Start
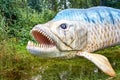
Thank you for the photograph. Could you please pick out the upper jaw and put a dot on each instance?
(46, 46)
(49, 45)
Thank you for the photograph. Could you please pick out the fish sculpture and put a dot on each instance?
(78, 32)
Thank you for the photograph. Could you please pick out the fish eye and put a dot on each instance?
(63, 26)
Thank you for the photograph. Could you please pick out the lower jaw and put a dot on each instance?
(42, 51)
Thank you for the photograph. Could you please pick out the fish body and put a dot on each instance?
(79, 32)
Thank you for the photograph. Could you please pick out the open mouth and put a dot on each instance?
(44, 41)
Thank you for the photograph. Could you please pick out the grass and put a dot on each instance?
(17, 64)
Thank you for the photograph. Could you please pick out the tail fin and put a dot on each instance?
(100, 61)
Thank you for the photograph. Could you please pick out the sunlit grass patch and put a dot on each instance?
(17, 64)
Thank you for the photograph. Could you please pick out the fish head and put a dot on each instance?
(58, 38)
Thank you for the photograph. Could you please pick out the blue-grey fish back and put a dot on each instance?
(98, 14)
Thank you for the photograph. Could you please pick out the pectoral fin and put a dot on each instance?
(100, 61)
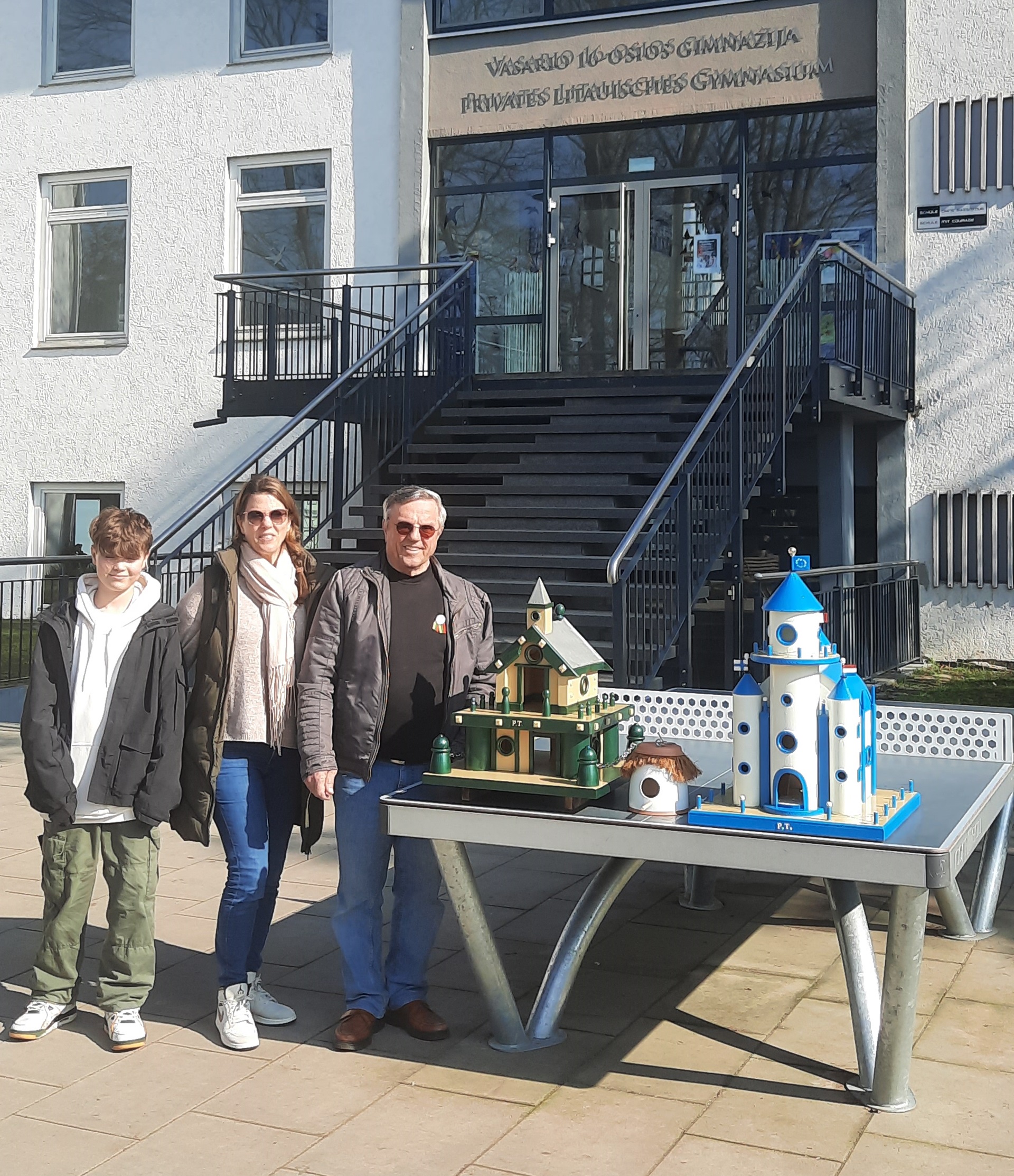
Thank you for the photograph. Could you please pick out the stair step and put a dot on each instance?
(550, 443)
(461, 542)
(541, 464)
(560, 425)
(550, 413)
(621, 514)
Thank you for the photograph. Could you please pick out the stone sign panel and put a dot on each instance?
(652, 66)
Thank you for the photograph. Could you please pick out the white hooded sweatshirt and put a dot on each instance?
(100, 642)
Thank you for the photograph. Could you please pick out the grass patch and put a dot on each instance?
(955, 683)
(17, 640)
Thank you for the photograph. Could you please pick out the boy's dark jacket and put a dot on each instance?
(142, 743)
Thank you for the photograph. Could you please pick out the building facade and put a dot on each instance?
(147, 147)
(637, 183)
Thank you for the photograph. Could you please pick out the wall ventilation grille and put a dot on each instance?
(973, 539)
(973, 148)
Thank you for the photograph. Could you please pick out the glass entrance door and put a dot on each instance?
(645, 277)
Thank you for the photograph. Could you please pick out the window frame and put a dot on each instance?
(238, 32)
(549, 16)
(37, 538)
(49, 217)
(296, 198)
(74, 77)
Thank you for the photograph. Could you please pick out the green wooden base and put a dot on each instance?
(539, 786)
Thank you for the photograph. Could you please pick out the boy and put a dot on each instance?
(101, 733)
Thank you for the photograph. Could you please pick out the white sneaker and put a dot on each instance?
(265, 1008)
(41, 1018)
(234, 1020)
(126, 1029)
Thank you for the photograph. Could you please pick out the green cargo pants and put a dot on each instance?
(129, 854)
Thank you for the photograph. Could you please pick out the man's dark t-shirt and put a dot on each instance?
(416, 666)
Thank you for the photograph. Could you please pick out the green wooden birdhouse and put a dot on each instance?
(546, 730)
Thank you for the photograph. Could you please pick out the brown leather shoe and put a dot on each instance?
(356, 1029)
(419, 1020)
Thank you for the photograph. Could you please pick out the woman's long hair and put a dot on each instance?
(302, 560)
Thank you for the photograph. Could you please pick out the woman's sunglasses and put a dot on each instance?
(255, 518)
(427, 531)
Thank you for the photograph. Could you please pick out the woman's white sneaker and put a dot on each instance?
(234, 1020)
(126, 1029)
(41, 1018)
(265, 1008)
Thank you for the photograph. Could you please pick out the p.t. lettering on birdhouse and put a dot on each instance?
(546, 731)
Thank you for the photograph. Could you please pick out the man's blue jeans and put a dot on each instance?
(257, 799)
(364, 852)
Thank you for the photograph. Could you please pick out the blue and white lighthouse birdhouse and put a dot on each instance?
(804, 742)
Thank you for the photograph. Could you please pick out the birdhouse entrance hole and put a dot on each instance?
(535, 680)
(543, 757)
(790, 790)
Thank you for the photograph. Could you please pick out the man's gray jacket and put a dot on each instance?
(343, 680)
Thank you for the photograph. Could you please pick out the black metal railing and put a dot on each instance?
(331, 450)
(827, 312)
(312, 325)
(27, 585)
(872, 612)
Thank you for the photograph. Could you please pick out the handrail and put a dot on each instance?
(307, 410)
(843, 570)
(22, 561)
(344, 269)
(745, 360)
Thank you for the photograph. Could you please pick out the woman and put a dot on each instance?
(242, 627)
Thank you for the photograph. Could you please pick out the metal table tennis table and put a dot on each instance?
(960, 759)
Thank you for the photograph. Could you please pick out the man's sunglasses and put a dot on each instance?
(255, 518)
(427, 531)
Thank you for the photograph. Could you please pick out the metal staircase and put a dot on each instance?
(838, 310)
(346, 434)
(572, 479)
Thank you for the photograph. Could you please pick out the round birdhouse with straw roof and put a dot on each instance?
(660, 774)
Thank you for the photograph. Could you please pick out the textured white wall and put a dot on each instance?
(125, 415)
(964, 435)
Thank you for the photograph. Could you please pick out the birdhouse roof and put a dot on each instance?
(540, 596)
(792, 596)
(748, 686)
(562, 647)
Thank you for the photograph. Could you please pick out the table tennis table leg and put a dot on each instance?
(574, 942)
(954, 912)
(906, 932)
(698, 892)
(991, 872)
(509, 1035)
(482, 950)
(860, 973)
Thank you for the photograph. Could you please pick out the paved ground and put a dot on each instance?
(697, 1043)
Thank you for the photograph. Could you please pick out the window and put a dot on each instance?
(86, 259)
(281, 214)
(504, 228)
(88, 39)
(269, 29)
(471, 13)
(65, 512)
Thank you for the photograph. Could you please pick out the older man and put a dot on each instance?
(396, 646)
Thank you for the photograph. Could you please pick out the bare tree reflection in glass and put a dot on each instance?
(93, 34)
(485, 12)
(285, 24)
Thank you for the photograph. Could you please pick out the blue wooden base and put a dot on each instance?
(725, 816)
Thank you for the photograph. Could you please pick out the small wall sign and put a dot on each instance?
(931, 218)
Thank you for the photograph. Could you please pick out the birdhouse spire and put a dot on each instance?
(540, 608)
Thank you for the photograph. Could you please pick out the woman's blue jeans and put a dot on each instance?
(257, 799)
(364, 853)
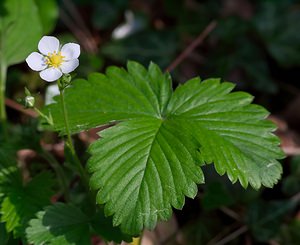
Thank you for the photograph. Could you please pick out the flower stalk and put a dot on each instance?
(3, 70)
(69, 142)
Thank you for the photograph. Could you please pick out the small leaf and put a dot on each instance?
(59, 224)
(22, 202)
(150, 160)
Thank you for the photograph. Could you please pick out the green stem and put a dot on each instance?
(69, 142)
(3, 70)
(59, 172)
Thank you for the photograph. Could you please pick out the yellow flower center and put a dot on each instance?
(54, 59)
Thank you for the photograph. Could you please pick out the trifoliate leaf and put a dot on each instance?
(22, 202)
(59, 224)
(150, 160)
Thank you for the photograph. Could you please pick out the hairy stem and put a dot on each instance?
(59, 172)
(3, 70)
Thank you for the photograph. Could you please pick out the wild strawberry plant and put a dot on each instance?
(148, 159)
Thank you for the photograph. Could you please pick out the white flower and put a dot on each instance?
(54, 61)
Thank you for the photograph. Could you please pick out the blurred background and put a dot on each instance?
(252, 43)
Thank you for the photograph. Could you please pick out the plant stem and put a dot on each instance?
(3, 70)
(69, 142)
(59, 172)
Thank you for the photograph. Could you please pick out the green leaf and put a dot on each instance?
(22, 202)
(151, 159)
(103, 227)
(59, 224)
(20, 30)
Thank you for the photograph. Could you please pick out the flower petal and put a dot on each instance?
(70, 51)
(48, 44)
(36, 61)
(69, 66)
(50, 74)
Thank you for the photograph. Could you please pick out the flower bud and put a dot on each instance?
(29, 101)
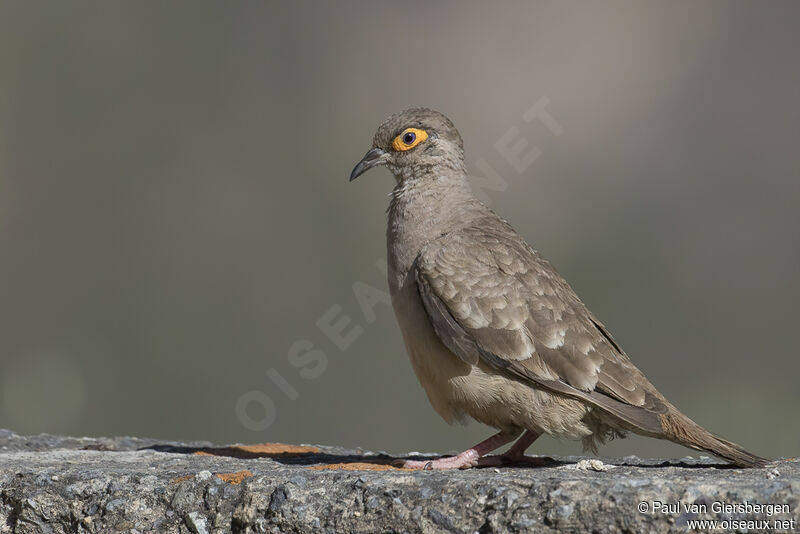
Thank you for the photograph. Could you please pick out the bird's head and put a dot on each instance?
(412, 142)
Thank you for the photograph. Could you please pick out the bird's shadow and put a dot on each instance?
(315, 458)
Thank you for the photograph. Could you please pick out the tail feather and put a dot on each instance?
(680, 429)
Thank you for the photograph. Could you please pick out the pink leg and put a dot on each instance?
(468, 458)
(516, 454)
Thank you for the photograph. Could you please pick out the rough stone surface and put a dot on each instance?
(56, 484)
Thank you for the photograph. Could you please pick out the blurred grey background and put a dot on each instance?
(175, 216)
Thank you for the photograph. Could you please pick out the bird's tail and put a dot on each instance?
(680, 429)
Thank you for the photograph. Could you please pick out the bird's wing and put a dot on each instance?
(490, 297)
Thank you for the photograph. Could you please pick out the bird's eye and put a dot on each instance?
(409, 138)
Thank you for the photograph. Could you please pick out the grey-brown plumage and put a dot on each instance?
(492, 330)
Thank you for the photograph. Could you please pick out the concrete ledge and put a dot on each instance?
(57, 484)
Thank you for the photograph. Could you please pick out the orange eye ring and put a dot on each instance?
(408, 139)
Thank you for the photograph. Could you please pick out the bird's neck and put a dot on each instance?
(422, 209)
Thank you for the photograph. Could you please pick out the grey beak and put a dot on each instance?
(373, 158)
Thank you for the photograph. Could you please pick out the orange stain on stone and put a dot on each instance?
(261, 450)
(358, 466)
(234, 478)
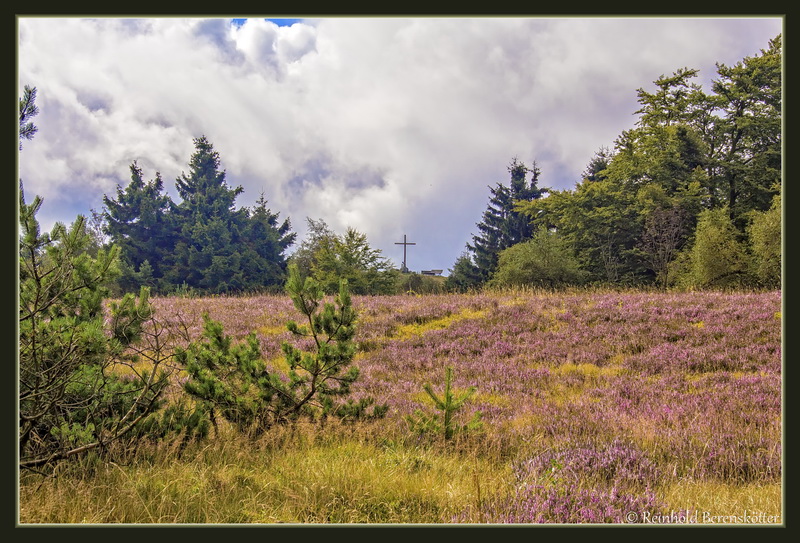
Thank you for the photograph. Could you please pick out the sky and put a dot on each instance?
(390, 125)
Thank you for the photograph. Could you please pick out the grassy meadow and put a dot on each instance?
(597, 407)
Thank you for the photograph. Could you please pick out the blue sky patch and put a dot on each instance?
(279, 22)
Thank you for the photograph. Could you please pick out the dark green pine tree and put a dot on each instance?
(138, 221)
(220, 248)
(502, 226)
(206, 256)
(265, 241)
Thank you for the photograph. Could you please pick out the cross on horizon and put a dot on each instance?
(404, 243)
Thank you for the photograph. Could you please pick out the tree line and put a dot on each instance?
(689, 198)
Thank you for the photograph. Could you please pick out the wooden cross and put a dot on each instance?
(404, 244)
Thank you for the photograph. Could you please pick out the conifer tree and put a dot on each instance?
(70, 400)
(502, 225)
(138, 221)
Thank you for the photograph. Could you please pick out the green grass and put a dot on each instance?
(305, 476)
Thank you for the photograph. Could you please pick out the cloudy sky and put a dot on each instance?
(388, 125)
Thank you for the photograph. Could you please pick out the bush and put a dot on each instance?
(546, 261)
(71, 399)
End
■ **Your task**
Render everything from the line containing "bush and put a dot on each instance?" down to the end of the entries above as a two-column CSV with the headers text and answer, one row per entry. Put the entry's text and its answer each in a single quoted field, with line breaks replaced by spaces.

■ **Answer to this problem**
text,answer
"Thank you for the photograph. Could you please pick out the bush and put a dot on each instance?","(546, 261) (71, 399)"